» **作業内容 1**: SORA Technologyの記事によると、金子洋介が2018年にアフリカを訪問したのは、どの機関の協力のもとか。
» **作業内容 2**: SORA Technologyの記事から、「グローバルヘルスへの貢献にドローンを活用する、SORA Technology 創業者兼CEOの金子洋介」から「探している旨が書かれていた。」までを、その両端も含めて書き写してください。

» **記事抜粋**:
☆ ☆ ☆ ☆ ☆

いま、グローバルヘルスの課題解決に向けて、非医療領域の企業がそれぞれの叡智を結集させて新たな可能性を導き出そうとしている。そのひとつが、インフラの整っていない新興国で検体や医薬品を運ぶシステムを開発するSORA Technologyだ。同社はドローンを活用し、物流・配送システムの整備されていない場所で、医療へのアクセス向上に貢献している。

同社を率いるのは、ドローンベンチャーや国立研究開発法人に所属していた経歴をもち、長年ドローンや空飛ぶクルマの開発に携わってきた金子洋介だ。彼らが実現しようとしている、ドローンを活用した真のグローバルヘルスへの貢献とはどのようなものなのだろうか。

当連載では、三菱UFJリサーチ&コンサルティング(以下、MURC)が、ヘルスケア業界に変革をもたらすと期待する国内外の企業・団体にスポットを当て、「グローバルヘルス」「プラネタリーヘルス」といった視点からポストコロナ時代のヘルスケアに迫っていく。



宙(そら)を生かし安全で豊かな社会を実現する


SORA Technology創業者兼CEOの金子洋介は、コンサルティングファームの戦略部門マネージャーだったころ、新しいテクノロジーを使った社会改革という課題を抱いてアジア、アフリカを踏破した。そこで実感したのは、ドローンが一部産業を除いて、社会実装されていないという現実だった。

「新興国では『ドローンが人の役に立つのか?』とたくさん聞かれました。ドローンは人の手が及ばない部分での測量や観測といった分野では活躍していたものの、長距離移動や物資配送には課題があり、活躍の場が限られていたのも事実です。技術的には確かな自信がありましたが、ニーズに応えきれていない部分がありました。そのもどかしさから、『ドローンを使って社会を豊かにしたい』という思いが強くなったんです」(金子)


グローバルヘルスへの貢献にドローンを活用する、SORA Technology 創業者兼CEOの金子洋介

金子がドローンベンチャーの最高戦略責任者となり、ドローン活用の新たな道筋を思案しているとき、生物学・医学研究で名高いフランスのパスツール研究所から、“天恵”ともいえる1通の電子メールが舞い込む。そこには、アフリカの僻地まで行き、ドローンを活用した産業開発に一緒にチャレンジしてくれる企業を探している旨が書かれていた。

「『これはやるしかない』という直感を信じて、2018年にパスツール研究所の協力のもとアフリカを訪問しました。そこで政府関係者や医療関係者らにヒアリングを行ったところ、医療現場でのドローン活用を強く願っていることを知ったんです。道路事情が悪く、空からでないと運べないという環境と具体的な現地のニーズを目の当たりにしました。

実はGDPが先進国の10分の1程度と、圧倒的に経済規模の小さい途上国でも、物流にかかる輸送費は先進国と大差がありません。物流網が未整備のため、コストが上がってしまうのです。検体や医薬品などの輸送であれば、重量的にもドローンで十分対応できます。大きなマーケットとチャレンジする価値、そして社会的ニーズが揃ったアフリカでの事業なら、ドローンがグローバルヘルスの領域に貢献できる証明になるだろうと、腹が決まりました」(同)

☆ ☆ ☆ ☆ ☆

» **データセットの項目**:
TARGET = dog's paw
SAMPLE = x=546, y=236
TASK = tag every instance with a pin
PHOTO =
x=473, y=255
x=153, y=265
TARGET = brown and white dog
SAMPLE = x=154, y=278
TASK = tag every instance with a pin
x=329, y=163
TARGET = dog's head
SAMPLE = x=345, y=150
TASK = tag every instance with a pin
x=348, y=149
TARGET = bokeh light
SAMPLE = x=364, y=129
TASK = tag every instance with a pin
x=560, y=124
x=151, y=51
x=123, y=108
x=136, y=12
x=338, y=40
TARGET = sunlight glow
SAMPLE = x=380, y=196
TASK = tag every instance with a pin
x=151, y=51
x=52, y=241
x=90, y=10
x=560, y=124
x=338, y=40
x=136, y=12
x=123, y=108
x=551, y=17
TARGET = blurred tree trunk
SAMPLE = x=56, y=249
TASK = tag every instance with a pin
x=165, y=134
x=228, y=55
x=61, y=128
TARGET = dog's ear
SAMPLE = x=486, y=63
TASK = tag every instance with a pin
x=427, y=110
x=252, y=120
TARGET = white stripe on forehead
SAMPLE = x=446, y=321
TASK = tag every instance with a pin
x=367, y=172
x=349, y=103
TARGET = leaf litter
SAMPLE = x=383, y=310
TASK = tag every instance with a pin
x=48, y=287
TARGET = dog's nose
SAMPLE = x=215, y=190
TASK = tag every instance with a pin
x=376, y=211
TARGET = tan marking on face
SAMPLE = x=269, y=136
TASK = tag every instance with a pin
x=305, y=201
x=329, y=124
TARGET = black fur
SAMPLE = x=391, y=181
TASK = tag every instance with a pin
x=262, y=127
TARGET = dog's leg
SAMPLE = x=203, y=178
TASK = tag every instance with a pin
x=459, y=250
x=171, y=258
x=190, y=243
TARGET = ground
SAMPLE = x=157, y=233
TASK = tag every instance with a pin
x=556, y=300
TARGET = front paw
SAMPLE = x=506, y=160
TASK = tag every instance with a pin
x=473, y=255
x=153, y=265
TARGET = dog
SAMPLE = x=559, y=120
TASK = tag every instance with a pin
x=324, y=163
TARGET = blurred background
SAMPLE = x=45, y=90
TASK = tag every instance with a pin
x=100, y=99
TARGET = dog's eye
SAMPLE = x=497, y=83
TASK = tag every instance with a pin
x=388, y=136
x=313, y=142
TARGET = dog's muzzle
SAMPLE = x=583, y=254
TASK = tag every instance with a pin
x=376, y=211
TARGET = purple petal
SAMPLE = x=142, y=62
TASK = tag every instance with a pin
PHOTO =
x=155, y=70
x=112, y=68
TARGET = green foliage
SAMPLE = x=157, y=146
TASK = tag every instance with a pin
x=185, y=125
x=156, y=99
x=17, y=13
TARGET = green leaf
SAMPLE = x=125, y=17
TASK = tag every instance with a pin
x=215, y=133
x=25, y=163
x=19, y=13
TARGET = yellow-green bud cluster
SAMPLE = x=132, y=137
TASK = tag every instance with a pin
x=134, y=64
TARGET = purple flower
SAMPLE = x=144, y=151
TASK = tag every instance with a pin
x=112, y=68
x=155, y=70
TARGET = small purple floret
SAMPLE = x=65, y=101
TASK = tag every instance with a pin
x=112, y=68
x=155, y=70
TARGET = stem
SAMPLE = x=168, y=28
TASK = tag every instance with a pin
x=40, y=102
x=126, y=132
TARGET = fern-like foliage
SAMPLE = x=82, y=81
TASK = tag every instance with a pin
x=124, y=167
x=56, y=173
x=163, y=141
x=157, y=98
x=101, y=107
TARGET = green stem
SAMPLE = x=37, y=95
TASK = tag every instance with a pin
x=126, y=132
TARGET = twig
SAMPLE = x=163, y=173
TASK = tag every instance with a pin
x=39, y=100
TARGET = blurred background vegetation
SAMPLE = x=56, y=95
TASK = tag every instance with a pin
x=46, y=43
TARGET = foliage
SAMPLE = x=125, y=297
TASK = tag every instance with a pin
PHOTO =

☆ ☆ ☆ ☆ ☆

» **記述回答 1**: フランスのパスツール研究所

» **記述回答 2**:
グローバルヘルスへの貢献にドローンを活用する、SORA Technology 創業者兼CEOの金子洋介

金子がドローンベンチャーの最高戦略責任者となり、ドローン活用の新たな道筋を思案しているとき、生物学・医学研究で名高いフランスのパスツール研究所から、“天恵”ともいえる1通の電子メールが舞い込む。そこには、アフリカの僻地まで行き、ドローンを活用した産業開発に一緒にチャレンジしてくれる企業を探している旨が書かれていた。